__Work order__. Look through the data below, and copy each line that carries the word "cloud".

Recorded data
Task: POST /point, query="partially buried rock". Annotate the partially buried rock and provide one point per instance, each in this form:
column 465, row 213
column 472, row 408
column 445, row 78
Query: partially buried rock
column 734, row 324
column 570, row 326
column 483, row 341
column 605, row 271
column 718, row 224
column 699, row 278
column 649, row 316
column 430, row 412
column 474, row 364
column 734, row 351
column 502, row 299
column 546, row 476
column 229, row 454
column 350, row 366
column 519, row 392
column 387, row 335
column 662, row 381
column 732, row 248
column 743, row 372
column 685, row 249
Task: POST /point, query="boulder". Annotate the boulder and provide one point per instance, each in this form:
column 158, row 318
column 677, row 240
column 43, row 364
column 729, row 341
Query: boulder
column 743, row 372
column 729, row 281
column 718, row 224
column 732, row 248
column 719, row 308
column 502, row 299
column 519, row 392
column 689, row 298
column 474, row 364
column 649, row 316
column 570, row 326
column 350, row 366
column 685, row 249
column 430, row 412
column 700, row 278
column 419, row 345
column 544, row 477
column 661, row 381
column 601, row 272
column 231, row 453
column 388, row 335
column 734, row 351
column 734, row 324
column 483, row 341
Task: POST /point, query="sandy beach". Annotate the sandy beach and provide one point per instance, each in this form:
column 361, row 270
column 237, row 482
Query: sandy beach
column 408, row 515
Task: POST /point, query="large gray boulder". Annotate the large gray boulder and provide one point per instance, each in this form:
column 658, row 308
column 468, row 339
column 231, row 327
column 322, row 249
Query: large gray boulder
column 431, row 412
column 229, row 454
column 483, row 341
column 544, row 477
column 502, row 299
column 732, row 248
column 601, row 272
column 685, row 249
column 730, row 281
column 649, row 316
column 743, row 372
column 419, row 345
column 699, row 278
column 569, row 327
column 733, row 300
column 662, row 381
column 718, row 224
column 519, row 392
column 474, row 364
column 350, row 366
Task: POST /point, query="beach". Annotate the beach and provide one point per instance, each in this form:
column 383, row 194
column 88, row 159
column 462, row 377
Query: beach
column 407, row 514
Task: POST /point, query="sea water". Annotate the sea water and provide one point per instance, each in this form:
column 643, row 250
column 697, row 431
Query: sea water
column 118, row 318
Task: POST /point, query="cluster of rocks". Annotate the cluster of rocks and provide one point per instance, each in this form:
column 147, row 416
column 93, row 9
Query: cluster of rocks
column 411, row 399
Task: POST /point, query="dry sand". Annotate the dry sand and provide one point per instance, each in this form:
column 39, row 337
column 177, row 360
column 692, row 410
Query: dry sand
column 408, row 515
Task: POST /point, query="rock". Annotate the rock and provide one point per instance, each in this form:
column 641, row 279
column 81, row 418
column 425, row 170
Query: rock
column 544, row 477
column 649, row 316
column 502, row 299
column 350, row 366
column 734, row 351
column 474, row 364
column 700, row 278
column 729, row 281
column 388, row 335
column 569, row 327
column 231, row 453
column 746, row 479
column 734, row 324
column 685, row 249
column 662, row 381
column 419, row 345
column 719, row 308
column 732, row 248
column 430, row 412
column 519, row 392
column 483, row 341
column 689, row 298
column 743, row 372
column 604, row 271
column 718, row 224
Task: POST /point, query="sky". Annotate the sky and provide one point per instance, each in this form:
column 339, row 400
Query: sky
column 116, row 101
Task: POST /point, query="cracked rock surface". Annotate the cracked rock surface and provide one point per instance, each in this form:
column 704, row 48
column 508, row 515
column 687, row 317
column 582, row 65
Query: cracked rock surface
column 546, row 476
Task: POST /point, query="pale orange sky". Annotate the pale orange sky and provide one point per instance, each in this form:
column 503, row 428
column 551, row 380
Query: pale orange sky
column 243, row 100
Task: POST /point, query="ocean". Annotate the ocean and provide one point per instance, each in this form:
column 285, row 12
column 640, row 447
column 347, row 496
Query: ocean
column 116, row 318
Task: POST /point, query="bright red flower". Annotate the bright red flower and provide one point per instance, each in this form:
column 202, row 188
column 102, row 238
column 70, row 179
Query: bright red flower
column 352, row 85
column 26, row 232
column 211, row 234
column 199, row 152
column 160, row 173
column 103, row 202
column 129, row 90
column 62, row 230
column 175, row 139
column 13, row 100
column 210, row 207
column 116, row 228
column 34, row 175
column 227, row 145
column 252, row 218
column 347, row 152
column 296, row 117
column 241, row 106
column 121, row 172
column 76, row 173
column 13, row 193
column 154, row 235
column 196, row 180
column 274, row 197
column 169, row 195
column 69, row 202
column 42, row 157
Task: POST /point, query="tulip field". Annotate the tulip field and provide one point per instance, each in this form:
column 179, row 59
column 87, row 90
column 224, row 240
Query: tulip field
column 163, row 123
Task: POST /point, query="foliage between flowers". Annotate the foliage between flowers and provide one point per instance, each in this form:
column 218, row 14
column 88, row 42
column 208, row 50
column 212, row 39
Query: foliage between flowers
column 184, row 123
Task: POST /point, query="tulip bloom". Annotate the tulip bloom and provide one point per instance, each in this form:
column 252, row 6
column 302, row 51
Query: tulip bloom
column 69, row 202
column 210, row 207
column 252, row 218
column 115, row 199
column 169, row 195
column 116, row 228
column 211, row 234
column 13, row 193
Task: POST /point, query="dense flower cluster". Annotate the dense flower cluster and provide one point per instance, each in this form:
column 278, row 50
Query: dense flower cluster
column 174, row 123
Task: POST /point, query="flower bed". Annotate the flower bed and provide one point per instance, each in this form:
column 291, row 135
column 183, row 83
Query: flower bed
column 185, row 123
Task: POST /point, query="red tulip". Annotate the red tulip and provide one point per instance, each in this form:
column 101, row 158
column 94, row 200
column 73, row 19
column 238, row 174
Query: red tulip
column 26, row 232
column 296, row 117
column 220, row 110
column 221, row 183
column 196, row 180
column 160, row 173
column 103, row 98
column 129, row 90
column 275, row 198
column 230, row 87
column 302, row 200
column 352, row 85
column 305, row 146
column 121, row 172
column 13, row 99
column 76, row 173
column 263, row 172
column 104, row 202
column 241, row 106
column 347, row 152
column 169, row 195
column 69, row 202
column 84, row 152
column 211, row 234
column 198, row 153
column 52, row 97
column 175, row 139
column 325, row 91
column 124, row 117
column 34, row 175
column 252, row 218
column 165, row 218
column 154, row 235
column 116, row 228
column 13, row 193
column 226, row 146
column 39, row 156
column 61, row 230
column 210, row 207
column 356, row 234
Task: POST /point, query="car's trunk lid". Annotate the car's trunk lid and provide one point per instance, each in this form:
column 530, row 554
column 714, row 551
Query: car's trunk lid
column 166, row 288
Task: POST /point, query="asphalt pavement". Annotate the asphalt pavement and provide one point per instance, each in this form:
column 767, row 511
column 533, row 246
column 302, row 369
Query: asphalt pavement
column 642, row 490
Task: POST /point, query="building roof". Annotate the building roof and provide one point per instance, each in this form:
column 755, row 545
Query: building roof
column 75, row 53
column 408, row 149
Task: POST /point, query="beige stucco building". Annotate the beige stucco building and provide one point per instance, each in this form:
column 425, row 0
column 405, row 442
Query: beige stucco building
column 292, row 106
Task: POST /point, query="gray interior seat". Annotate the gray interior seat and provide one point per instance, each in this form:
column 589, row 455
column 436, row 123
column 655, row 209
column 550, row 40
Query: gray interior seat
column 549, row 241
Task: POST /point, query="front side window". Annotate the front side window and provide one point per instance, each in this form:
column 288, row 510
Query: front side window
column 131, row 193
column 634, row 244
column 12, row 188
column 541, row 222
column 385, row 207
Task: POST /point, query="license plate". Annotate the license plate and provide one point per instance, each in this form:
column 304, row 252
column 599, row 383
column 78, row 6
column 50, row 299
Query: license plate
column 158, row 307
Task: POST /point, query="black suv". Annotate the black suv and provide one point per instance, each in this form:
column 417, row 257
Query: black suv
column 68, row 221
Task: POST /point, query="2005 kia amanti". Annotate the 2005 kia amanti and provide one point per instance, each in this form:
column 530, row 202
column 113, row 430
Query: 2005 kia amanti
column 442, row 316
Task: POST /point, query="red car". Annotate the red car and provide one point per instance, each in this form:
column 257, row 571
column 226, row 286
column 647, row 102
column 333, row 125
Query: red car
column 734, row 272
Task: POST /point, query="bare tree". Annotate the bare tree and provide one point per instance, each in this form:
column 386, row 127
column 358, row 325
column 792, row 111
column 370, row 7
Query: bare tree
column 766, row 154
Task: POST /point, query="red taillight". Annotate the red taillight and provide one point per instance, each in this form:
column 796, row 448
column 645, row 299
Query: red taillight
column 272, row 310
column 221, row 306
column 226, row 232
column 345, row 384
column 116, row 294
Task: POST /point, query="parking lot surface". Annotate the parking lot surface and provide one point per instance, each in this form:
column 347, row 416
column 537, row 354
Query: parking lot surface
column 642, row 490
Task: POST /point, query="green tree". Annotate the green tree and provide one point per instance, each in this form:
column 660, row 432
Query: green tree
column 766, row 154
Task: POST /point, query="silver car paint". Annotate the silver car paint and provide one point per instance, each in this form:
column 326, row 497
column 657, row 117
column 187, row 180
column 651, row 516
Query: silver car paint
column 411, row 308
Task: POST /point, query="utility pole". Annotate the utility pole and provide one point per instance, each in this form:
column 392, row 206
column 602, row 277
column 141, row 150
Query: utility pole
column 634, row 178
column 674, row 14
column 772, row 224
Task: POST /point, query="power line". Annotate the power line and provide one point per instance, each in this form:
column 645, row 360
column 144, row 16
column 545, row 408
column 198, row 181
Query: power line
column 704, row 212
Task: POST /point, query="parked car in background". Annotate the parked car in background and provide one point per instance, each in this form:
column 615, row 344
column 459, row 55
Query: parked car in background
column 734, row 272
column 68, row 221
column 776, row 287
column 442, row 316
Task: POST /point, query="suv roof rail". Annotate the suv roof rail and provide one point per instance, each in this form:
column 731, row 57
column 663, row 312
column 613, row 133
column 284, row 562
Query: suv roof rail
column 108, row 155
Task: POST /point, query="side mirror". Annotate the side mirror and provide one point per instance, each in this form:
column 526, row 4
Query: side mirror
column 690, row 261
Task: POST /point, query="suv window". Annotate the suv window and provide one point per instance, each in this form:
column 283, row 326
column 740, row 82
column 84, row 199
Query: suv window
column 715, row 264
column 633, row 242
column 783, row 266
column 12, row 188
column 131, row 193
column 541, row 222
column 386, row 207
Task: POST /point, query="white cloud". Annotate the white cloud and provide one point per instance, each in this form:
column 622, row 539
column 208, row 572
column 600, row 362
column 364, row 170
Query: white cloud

__Answer to the exercise__.
Task: POST /point, query="white cloud". Annotate the white cloud and provide one point per instance, each in this form:
Query: white cloud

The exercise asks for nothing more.